Task instructions> Resume the news article on using machine learning to study COPD risk and genetics, continuing from its final sentence.

NEW YORK – A team led by investigators at Google Health AI has demonstrated the potential of using machine learning (ML) not only to gauge individuals' risk of chronic obstructive pulmonary disease (COPD) but also to focus in on new and known genetic contributors to the lung disease.
As they reported in Nature Genetics on Monday, Farhad Hormozdiari and his colleagues at Google and elsewhere began by training a so-called deep convolutional neural network model to distinguish between individuals with or without COPD based on self-reported COPD diagnoses, potential diagnoses gleaned from International Classification of Diseases labels, and raw spirogram lung function measurements.
"Utilizing deep learning on full spirograms can improve COPD detection and help reduce the number of COPD exacerbation events and COPD deaths through early detection and preventative treatment," Hormozdiari said in an email.
"A big challenge for managing COPD is a small yet extremely high-risk, quickly exacerbated subset of patients," he explained. "We believe longitudinal analysis and monitoring of the AI-derived risk/liability has the potential to identify those at the highest risk of exacerbation."
After showing that the ML approach could indeed distinguish between COPD cases and controls, the team came up with a corresponding ML-based liability score aimed at flagging COPD cases and identifying individuals at increased risk of requiring hospitalization for the condition.
The investigators validated known COPD-linked loci by combining the ML-based liability score with a genome-wide association study on more than 325,000 unrelated UK Biobank project participants of European ancestry with available genotyping and spirogram profiles, and highlighted 67 previously unappreciated associations. They went on to validate 38 of the new risk loci through validation testing with data from non-UK Biobank participants in the Global Biobank Meta-analysis Initiative, SpiroMeta, and International COPD Genetics Consortium.

(Source data)
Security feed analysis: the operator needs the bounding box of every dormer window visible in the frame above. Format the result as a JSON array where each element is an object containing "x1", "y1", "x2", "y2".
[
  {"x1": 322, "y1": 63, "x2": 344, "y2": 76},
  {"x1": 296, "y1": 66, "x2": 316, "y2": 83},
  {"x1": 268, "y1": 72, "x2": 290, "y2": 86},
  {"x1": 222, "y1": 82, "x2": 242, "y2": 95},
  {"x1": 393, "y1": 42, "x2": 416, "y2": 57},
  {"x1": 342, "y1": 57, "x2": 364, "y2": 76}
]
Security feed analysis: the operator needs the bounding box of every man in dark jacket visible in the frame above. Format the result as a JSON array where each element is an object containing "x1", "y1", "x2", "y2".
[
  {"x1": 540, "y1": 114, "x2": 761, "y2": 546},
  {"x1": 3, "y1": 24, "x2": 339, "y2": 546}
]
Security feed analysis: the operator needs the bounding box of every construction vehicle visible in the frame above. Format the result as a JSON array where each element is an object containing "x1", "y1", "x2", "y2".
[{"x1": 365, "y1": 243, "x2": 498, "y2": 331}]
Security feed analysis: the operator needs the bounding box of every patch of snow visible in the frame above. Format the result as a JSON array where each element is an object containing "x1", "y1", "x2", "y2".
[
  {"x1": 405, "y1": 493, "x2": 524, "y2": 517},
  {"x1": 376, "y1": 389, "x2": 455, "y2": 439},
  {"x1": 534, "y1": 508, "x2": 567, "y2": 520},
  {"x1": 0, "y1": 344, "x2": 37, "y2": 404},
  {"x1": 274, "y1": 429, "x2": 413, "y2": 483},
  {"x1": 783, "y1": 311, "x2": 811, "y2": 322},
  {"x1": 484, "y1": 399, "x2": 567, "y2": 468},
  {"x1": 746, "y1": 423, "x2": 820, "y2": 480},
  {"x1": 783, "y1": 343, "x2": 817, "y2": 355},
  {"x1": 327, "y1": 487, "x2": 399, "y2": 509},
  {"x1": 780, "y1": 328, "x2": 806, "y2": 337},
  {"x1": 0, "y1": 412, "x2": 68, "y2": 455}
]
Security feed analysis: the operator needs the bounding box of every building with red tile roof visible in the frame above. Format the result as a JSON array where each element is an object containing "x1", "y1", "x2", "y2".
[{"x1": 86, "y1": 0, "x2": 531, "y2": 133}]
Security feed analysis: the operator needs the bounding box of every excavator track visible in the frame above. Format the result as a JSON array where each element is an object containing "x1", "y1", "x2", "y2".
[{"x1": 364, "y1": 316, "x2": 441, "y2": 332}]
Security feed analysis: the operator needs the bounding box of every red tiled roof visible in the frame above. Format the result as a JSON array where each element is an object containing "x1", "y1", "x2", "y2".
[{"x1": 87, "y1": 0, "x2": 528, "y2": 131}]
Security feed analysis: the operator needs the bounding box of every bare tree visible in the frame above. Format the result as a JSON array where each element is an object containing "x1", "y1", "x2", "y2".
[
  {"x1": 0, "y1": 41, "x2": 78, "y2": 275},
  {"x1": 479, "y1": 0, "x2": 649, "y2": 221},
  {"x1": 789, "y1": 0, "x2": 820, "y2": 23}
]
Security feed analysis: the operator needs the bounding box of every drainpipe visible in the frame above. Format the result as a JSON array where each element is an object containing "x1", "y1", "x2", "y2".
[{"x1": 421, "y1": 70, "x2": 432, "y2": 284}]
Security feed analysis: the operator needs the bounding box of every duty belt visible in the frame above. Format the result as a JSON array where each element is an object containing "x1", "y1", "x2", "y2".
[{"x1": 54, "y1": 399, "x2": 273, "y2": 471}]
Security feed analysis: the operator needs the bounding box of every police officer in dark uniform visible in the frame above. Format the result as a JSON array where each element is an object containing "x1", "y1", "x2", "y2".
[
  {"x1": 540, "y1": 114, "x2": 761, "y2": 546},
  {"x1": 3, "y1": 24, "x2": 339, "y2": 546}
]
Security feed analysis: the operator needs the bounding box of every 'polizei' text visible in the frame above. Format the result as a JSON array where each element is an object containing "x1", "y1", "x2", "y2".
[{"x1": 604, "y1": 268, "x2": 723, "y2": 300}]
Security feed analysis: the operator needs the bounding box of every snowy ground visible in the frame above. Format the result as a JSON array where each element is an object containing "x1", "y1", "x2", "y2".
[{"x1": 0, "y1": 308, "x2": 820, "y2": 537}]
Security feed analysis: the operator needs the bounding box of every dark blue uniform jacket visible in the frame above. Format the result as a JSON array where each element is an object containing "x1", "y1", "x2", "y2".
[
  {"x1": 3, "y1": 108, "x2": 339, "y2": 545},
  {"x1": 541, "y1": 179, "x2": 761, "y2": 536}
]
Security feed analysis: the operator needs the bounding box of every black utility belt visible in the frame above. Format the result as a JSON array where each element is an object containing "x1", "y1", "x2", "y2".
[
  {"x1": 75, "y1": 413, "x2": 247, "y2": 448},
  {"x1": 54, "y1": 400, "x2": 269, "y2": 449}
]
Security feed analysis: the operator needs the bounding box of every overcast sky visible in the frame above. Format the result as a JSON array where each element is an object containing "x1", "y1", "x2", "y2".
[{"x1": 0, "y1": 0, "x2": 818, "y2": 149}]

Solved exercise>
"Using our ML model, we can rapidly and accurately detect an individual's COPD risk based on an individual's entire spirograms," Hormozdiari said, noting that the accuracy of the model led to "better discovery of associated genetic variants than existing metrics commonly used in COPD diagnosis."
The collection of new and known risk loci is expected to improve researchers' understanding of COPD biology, while also pointing to potential therapeutic strategies or drug targets. More broadly, though, the investigators expect that ML-based phenotyping strategies similar to that used in the current study may also boost genetic research on other conditions in the future.
"A key innovation in this work is that to train ML models we do not necessarily need to have access to high quality case/control labels and one can train these models with noisy labels," Hormozdiari explained, adding that ML-based phenotyping "is an extremely general method that can be applied to other diseases and disorders with access to high dimensional clinical data (e.g., spirograms, ECG, MRI, eye fundus images) with therapeutic implications."